Tasks - Born-Digital Images (Web and Email)

 

The Challenge is set up around four tasks:

  • Text Localization, where the objective is to obtain a rough estimation of the text areas in the image, in terms of bounding boxes that correspond to parts of text (words or text lines).
  • Text Segmentation, where the objective is the pixel level separation of text from the background.
  • Word Recognition, where the locations (bounding boxes) of words in the image are assumed to be known and the corresponding text transcriptions are sought.
  • End-to-End, where the objective is to localise and recognise all words in the image in a single step.

For the 2015 edition, the focus is solely on task T1.4 "End-to-End". The rest of the tasks are open for submissions but will not be included / analysed in the ICDAR 2015 report.

A training set of 410 images (containing 3564 words) is provided through the downloads section. The training set is common for all three tasks, although different ground truth data is provided for each of them.

All images are provided as PNG files and the text files are ASCII files with CR/LF new line endings.

Task 1.1: Text Localization

For the text localization task we provide bounding boxes of words for each of the images. The ground truth is given as separate text files (one per image) where each line specifies the coordinates of one word's bounding box and its transcription in a comma separated format (see Figure 1).

» Problems to work on:
- A) According to the challenge description, how many images and words does the training set contain?
- B) Rewrite the part of the challenge description that begins with "For the 2015" and ends with "ICDAR 2015 report.", putting "entries" in place of "submissions".
Rely on the challenge description alone.

» Dataset excerpts:
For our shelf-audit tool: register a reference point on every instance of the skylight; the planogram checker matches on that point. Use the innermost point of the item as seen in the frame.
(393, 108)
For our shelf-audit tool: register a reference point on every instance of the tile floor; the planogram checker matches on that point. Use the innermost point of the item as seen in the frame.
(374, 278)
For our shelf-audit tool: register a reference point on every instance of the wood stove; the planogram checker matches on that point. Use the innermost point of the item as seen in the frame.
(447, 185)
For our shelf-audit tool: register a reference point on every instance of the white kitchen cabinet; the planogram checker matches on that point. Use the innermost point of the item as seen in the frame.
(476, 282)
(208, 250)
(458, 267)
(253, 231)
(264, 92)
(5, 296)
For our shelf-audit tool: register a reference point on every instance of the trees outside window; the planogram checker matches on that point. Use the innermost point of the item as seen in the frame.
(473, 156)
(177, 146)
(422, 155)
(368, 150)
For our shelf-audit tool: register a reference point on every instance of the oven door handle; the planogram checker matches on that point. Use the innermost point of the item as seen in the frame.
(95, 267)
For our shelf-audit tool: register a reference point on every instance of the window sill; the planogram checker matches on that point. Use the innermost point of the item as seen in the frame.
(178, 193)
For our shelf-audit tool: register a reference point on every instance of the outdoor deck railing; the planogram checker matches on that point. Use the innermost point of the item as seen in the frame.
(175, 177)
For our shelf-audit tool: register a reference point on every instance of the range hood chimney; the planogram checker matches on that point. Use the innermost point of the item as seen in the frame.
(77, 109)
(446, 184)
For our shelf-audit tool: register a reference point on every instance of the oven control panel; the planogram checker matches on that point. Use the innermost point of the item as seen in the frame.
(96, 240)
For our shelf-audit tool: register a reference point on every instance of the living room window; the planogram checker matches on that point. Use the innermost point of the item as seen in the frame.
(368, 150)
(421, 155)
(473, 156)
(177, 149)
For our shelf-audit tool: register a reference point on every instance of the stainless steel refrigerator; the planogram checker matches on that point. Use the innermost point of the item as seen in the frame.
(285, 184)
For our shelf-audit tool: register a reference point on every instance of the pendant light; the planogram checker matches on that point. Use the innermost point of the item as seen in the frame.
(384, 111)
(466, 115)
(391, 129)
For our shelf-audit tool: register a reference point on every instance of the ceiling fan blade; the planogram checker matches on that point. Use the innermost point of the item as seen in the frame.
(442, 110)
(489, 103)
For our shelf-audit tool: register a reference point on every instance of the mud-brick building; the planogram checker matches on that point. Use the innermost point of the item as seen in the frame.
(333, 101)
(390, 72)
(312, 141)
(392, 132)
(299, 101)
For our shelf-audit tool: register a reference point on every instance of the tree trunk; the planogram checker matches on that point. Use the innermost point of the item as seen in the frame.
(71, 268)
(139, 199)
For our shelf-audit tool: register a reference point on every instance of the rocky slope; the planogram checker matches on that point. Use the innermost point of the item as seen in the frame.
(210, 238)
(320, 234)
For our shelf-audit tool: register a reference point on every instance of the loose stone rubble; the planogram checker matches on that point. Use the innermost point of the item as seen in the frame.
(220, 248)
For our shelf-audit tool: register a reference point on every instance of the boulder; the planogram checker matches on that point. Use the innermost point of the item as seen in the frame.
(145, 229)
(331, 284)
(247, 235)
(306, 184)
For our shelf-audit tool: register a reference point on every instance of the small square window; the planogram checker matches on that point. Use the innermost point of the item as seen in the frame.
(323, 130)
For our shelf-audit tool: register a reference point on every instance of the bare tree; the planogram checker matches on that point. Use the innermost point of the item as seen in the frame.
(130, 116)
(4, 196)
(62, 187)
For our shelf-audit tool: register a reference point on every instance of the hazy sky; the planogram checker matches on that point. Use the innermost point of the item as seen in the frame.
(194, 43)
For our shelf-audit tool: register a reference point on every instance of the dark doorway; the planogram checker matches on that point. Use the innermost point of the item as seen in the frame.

» Set of answers:
- A) The training set contains 410 images with 3564 words.

- B)
For the 2015 edition, the focus is solely on task T1.4 "End-to-End". The rest of the tasks are open for entries but will not be included / analysed in the ICDAR 2015 report.